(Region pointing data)
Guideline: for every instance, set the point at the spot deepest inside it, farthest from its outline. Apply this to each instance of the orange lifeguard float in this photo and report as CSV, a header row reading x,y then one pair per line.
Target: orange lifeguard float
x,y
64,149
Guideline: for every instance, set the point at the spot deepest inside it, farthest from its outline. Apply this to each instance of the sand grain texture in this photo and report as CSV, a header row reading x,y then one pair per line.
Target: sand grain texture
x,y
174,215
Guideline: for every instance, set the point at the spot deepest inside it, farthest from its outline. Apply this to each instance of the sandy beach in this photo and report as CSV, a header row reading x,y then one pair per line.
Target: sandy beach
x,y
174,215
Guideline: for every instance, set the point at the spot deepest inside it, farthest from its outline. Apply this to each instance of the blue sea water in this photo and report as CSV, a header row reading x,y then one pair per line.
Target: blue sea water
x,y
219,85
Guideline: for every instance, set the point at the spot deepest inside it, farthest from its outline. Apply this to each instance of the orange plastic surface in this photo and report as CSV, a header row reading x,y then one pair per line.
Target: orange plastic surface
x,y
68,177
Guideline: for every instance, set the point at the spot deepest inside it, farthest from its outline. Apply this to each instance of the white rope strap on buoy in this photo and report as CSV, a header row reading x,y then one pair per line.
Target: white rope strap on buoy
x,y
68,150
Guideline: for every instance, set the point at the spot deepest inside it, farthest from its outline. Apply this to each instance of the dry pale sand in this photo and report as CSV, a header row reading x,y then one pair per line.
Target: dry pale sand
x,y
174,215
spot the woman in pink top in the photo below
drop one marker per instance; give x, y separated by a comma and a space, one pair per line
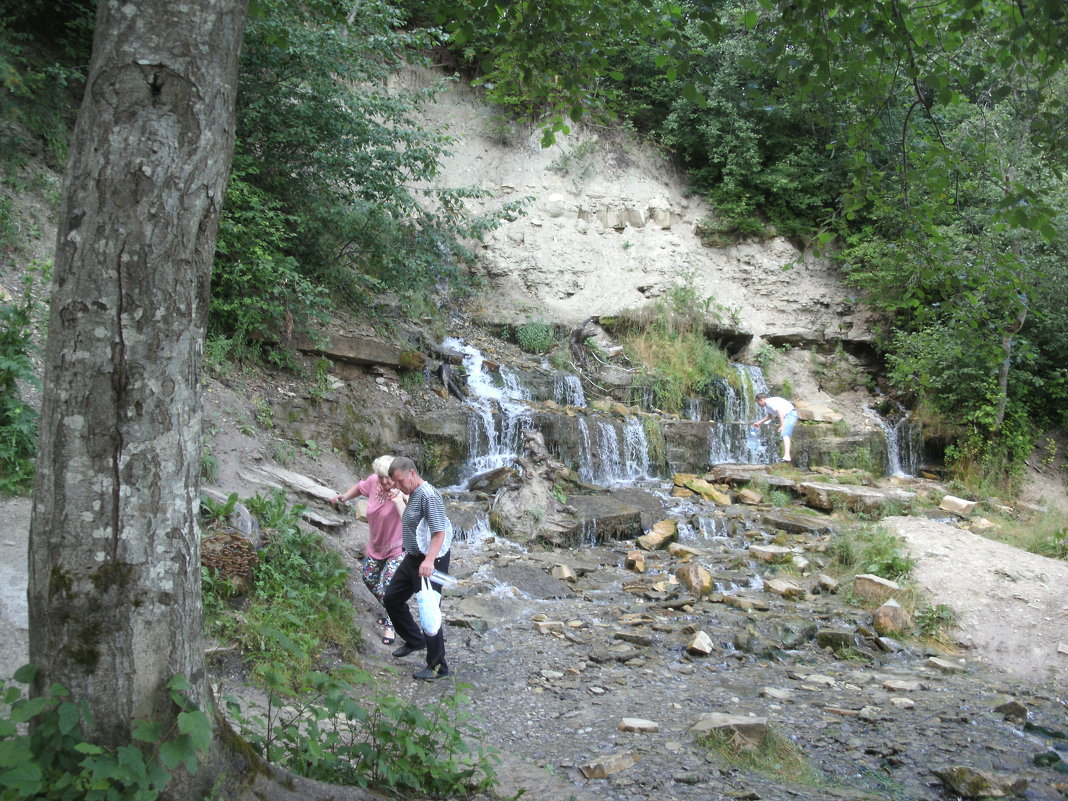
386, 503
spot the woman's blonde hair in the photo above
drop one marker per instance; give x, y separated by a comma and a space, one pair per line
381, 466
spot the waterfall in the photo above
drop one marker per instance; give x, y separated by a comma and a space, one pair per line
610, 468
904, 440
495, 429
585, 452
567, 390
635, 450
732, 439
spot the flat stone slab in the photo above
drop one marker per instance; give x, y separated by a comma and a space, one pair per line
872, 500
532, 581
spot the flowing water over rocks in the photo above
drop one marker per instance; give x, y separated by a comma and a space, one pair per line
556, 664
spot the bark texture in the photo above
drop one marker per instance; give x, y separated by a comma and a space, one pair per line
114, 554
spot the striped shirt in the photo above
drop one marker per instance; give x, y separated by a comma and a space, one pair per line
426, 504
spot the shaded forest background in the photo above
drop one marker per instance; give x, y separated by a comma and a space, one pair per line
921, 148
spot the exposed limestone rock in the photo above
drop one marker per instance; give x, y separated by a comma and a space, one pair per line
957, 505
863, 500
900, 685
659, 535
1012, 710
891, 618
695, 578
608, 765
701, 644
784, 586
635, 561
817, 413
945, 665
750, 497
827, 584
753, 731
707, 491
640, 725
836, 639
563, 572
974, 783
549, 627
874, 589
769, 553
684, 551
747, 602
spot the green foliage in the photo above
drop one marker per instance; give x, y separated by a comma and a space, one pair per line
332, 197
872, 550
18, 421
44, 754
778, 757
779, 498
298, 601
341, 728
535, 336
935, 622
668, 340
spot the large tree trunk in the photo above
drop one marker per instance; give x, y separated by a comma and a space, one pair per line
114, 553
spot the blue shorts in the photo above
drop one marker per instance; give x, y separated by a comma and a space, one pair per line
789, 420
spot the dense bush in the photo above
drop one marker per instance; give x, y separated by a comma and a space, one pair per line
18, 420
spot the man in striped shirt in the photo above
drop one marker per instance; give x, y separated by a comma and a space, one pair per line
422, 556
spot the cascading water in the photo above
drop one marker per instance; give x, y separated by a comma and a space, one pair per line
495, 429
567, 390
733, 439
904, 440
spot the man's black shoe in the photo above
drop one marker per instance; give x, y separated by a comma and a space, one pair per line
428, 674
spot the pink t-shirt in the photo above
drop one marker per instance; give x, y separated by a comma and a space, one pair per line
383, 519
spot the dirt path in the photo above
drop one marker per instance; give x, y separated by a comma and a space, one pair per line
1011, 606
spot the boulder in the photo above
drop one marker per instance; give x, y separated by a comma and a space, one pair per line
752, 729
874, 589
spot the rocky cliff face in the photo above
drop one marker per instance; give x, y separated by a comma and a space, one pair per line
610, 226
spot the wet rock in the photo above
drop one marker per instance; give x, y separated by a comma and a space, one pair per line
701, 644
596, 519
659, 535
532, 581
549, 627
827, 584
634, 638
695, 578
707, 491
863, 500
608, 765
891, 618
776, 693
747, 602
957, 505
769, 553
836, 639
945, 665
784, 586
640, 725
752, 729
874, 589
974, 783
1012, 710
792, 523
684, 551
634, 561
898, 685
750, 497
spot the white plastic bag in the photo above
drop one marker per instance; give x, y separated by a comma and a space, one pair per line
429, 609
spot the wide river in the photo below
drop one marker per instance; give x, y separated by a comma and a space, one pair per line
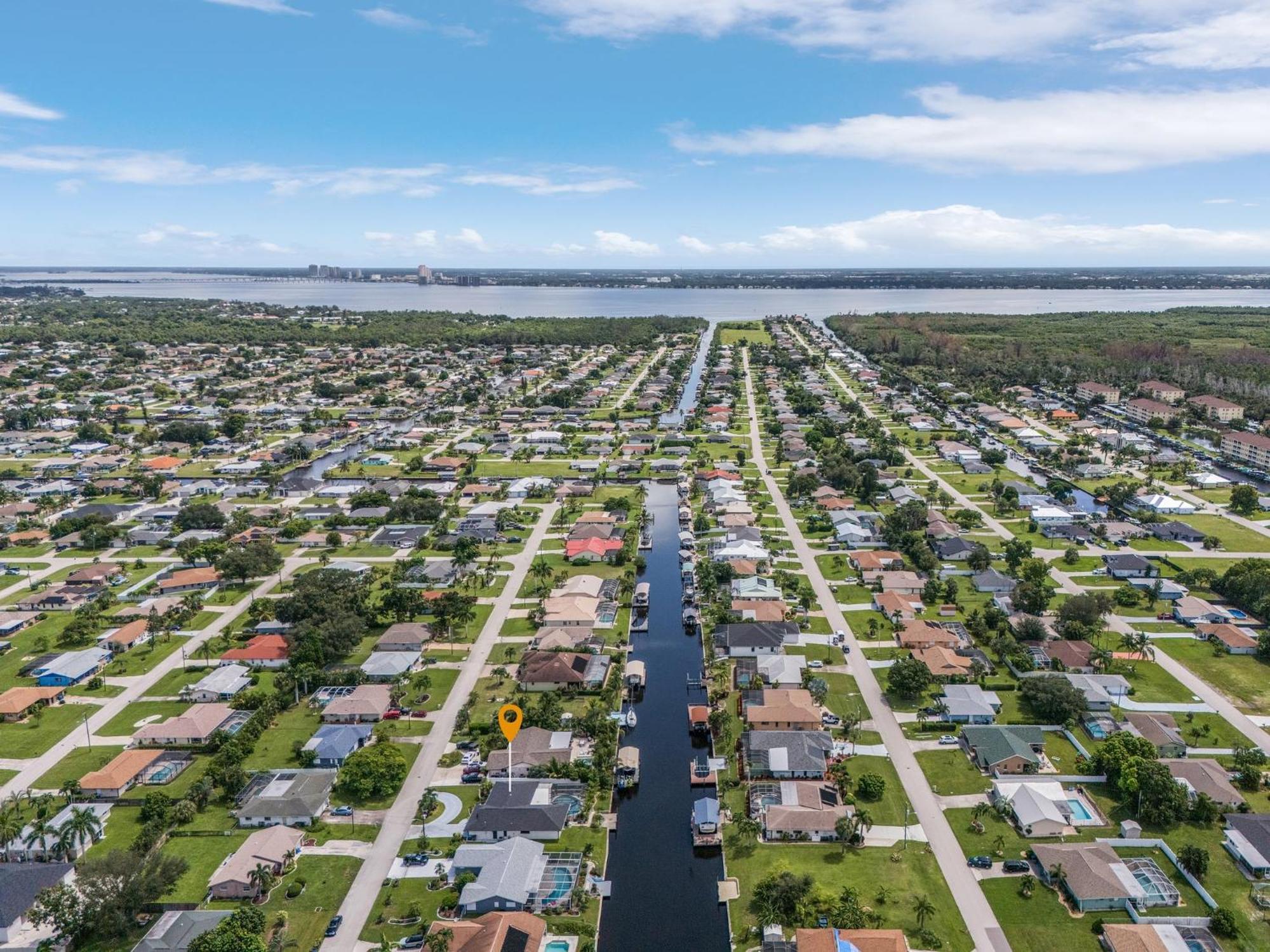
627, 303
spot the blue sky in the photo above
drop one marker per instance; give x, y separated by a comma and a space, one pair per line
636, 133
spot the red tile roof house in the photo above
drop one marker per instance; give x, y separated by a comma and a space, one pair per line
261, 652
594, 550
191, 729
189, 581
364, 705
128, 637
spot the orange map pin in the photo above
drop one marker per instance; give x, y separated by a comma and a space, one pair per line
510, 719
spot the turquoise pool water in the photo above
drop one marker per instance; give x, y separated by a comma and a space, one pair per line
1079, 810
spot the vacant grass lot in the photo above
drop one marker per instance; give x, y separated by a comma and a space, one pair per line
951, 772
867, 870
1243, 678
34, 737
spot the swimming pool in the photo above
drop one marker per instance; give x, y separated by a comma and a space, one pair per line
571, 802
562, 884
1079, 810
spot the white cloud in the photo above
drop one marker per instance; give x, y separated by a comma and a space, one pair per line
404, 243
615, 243
1098, 131
143, 168
206, 243
982, 234
264, 7
896, 30
543, 186
391, 20
1233, 40
695, 244
13, 105
469, 238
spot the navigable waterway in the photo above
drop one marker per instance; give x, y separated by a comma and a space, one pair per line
714, 305
666, 894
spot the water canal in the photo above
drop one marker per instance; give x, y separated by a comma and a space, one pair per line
666, 896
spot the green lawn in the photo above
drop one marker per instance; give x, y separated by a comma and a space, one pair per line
204, 855
914, 874
1043, 923
951, 772
1235, 538
144, 659
327, 879
36, 736
340, 798
276, 747
890, 810
1243, 678
76, 765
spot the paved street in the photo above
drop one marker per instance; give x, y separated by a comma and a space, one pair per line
979, 916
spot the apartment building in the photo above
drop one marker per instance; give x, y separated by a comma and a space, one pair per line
1144, 411
1217, 409
1250, 447
1092, 390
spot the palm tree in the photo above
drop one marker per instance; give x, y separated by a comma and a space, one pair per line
81, 831
262, 878
11, 828
924, 909
41, 832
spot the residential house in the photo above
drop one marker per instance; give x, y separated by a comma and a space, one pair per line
333, 743
785, 755
272, 847
366, 704
289, 798
192, 729
1001, 750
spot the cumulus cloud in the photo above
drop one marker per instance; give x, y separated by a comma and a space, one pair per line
989, 235
469, 238
391, 20
264, 7
1095, 131
897, 30
1233, 40
208, 243
13, 105
147, 168
615, 243
543, 186
695, 244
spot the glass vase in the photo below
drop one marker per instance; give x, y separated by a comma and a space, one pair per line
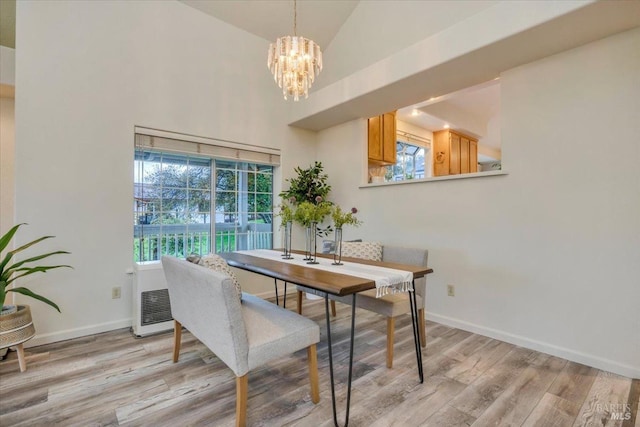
287, 241
337, 253
312, 243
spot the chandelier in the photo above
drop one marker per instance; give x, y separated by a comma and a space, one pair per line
294, 62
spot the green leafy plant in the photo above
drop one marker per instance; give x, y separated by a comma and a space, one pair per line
285, 212
11, 272
308, 212
308, 185
341, 217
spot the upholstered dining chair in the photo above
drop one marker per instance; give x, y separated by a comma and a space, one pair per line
244, 333
391, 305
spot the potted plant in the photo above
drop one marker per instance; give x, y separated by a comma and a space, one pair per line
16, 326
309, 215
286, 219
308, 185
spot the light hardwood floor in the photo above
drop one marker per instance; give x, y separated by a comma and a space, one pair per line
114, 379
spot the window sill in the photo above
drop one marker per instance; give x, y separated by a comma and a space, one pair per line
436, 179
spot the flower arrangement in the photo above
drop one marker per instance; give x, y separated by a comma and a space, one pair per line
308, 212
286, 213
341, 218
308, 184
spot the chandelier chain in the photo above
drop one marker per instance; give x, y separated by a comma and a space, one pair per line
294, 61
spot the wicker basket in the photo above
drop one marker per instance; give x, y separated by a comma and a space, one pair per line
16, 328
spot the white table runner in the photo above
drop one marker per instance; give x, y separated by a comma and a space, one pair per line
388, 280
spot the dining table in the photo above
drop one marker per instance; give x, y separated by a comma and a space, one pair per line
354, 276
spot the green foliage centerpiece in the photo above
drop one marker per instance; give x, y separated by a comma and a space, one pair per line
286, 221
309, 215
340, 219
308, 192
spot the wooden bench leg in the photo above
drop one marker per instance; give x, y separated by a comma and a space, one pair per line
242, 393
390, 331
299, 302
313, 373
177, 337
21, 360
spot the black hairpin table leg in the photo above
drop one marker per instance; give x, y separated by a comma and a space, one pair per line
353, 327
416, 329
275, 284
284, 298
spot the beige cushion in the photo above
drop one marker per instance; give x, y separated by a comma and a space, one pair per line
363, 250
219, 264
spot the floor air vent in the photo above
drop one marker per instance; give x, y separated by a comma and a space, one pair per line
156, 307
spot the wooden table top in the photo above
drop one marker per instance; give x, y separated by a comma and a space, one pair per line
325, 281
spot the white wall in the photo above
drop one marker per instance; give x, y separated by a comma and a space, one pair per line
87, 73
547, 256
7, 153
378, 29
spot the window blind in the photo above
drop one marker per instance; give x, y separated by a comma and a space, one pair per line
215, 148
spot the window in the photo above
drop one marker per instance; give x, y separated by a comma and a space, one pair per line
181, 200
410, 163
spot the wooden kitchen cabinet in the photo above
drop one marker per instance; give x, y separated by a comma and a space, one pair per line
454, 153
382, 139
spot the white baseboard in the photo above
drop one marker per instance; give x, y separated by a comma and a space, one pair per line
41, 339
554, 350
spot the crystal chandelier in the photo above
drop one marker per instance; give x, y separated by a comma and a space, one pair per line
294, 62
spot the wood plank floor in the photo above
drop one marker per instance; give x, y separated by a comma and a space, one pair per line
114, 379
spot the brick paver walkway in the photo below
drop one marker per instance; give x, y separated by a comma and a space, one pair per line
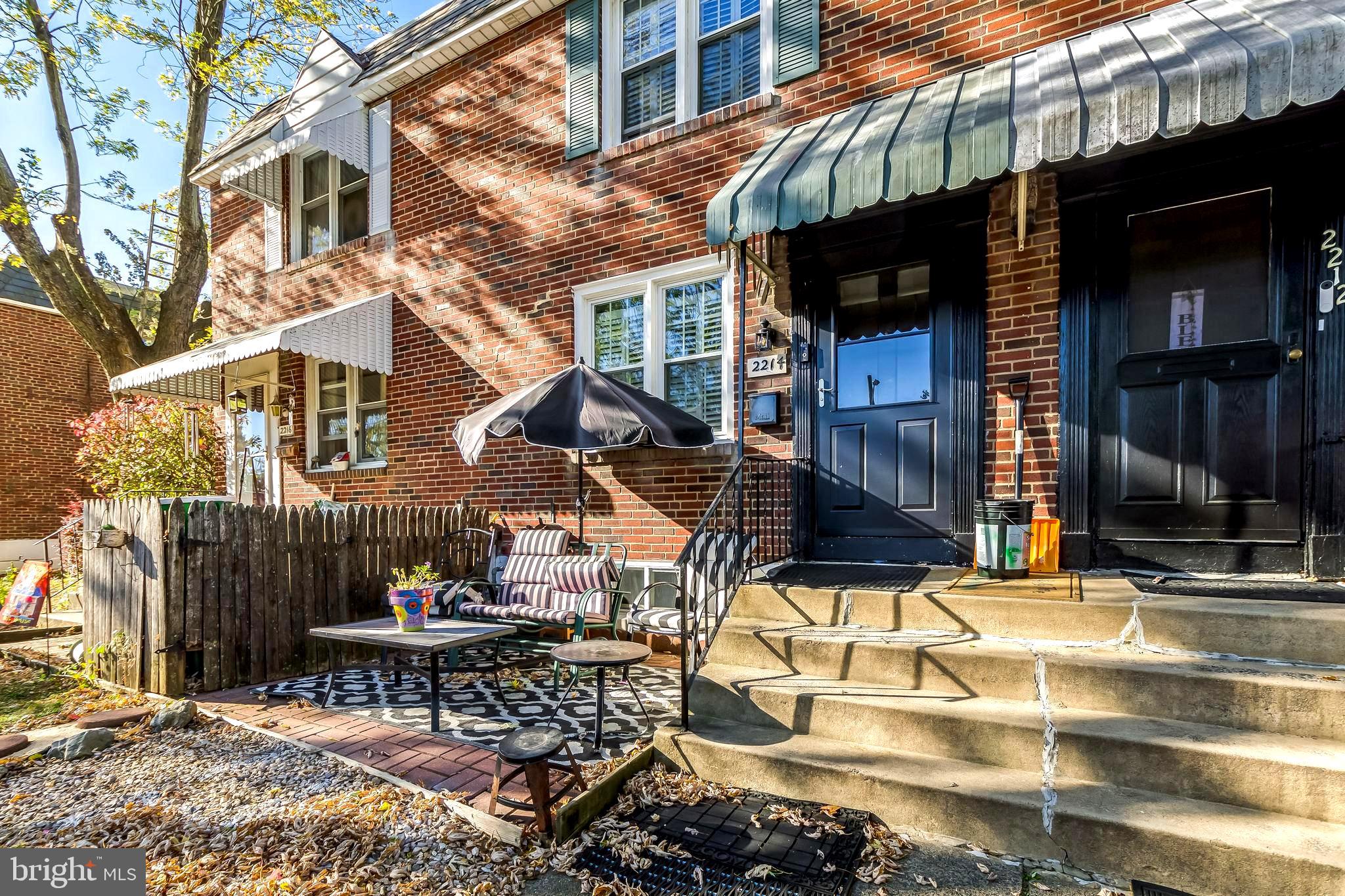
420, 758
428, 761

WHAT THIS TASK INVOLVES: Copy the lines above exactly. Start with the line containing "spot the window sill in the photo above", end with the line containing "spot the white table", and include both.

ANSWER BELOW:
spot the window sill in the photo above
drop one marker per instance; give x, y separated by a comma and a space, one pair per line
436, 179
spot the flower arrangement in the photo above
drop one marker per instance; give x, y separated by a comma and a space, one pair per line
308, 212
286, 213
341, 218
308, 184
spot the chandelier chain in the photo above
drop one marker per instance; give x, y separated by a comma and a space, one pair per line
294, 61
spot the wicker basket in the photo above
drop one marker per instance; give x, y separated by a comma and a space, one pair per line
16, 328
spot the white table runner in the photo above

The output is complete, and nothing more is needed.